Dataset excerpts
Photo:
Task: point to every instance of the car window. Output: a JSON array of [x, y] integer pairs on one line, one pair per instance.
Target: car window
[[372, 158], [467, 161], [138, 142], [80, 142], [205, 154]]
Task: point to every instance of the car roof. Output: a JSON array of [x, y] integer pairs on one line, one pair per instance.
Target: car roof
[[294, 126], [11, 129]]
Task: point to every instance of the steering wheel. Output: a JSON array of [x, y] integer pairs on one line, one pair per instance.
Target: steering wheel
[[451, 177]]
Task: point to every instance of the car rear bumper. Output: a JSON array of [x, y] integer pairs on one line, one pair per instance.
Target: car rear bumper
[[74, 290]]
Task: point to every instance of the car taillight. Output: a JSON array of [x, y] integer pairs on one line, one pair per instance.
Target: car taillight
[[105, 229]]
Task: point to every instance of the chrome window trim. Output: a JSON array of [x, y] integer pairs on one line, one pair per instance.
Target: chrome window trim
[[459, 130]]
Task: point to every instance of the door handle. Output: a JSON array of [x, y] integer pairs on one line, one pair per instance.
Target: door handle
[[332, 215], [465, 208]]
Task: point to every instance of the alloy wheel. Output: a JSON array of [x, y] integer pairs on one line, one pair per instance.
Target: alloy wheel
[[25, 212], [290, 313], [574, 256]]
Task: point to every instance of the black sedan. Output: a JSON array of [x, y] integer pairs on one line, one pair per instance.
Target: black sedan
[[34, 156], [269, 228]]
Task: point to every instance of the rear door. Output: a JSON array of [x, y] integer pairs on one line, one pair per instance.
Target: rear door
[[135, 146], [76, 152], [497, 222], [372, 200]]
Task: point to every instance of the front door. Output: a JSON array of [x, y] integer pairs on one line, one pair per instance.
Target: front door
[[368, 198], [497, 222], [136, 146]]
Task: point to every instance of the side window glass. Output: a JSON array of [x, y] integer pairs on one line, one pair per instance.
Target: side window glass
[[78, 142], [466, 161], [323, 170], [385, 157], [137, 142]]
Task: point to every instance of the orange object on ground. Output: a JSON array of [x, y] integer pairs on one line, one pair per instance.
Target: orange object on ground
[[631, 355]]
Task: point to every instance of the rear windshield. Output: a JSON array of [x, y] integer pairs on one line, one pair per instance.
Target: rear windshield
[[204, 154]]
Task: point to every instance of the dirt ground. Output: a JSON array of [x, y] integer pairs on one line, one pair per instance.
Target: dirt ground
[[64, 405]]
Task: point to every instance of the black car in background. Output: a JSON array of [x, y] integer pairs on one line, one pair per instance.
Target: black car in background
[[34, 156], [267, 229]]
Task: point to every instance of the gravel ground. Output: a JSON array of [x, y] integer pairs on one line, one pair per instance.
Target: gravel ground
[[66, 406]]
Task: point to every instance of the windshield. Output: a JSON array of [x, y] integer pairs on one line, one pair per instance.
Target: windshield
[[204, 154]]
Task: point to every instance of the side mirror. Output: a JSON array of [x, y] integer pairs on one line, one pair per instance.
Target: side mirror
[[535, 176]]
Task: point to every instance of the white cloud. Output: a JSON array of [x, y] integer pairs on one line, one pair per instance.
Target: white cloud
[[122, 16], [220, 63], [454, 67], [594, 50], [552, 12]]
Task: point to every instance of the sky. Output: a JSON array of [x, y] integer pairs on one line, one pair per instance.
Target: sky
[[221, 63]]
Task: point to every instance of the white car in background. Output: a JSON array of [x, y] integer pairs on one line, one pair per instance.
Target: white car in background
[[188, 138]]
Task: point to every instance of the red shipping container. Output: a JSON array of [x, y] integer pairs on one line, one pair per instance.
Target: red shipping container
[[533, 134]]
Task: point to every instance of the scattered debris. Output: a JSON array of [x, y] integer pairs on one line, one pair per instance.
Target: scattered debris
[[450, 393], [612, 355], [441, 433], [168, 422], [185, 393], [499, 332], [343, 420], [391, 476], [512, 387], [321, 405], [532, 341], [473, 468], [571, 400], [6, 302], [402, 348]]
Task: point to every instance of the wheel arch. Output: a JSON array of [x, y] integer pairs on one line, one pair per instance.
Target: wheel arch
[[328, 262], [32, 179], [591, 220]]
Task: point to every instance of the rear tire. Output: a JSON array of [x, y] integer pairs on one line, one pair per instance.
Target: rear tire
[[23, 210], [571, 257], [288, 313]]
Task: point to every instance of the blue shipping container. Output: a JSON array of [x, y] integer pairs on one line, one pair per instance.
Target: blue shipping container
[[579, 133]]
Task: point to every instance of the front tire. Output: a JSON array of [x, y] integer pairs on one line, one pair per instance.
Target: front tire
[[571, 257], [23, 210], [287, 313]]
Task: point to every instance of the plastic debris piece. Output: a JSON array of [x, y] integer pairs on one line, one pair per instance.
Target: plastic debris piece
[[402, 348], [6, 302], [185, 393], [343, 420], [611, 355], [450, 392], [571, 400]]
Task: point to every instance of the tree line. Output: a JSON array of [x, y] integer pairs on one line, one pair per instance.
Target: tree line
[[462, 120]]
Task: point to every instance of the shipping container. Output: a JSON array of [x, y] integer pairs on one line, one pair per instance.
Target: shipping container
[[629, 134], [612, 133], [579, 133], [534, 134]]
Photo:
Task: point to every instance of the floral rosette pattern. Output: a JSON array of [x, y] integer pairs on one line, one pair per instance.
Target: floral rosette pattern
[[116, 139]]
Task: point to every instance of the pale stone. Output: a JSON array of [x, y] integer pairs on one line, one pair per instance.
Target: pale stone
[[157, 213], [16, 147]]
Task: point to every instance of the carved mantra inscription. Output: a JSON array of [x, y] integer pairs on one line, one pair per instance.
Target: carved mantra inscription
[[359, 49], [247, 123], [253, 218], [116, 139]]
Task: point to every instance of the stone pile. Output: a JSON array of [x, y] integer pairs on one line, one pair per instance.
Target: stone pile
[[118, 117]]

Work instructions
Please return the lines above verbatim, from the first one through the line that contains "[[451, 177]]", including both.

Result of the task
Photo:
Task: point to every instance of the car window. Output: a JSON array of [x, y] integer pairs on one line, one pair per instance.
Target: car window
[[372, 158], [467, 161], [138, 142], [80, 142], [205, 154]]
Task: point to every instance of the car roof. Output: a JSON array of [x, y] integer pairs on one line, one pair per instance.
Target: car roof
[[294, 126], [11, 129]]
Task: point to every instance of the steering wheel. Output: a JSON array of [x, y] integer pairs on one line, one pair per instance.
Target: steering wheel
[[451, 177]]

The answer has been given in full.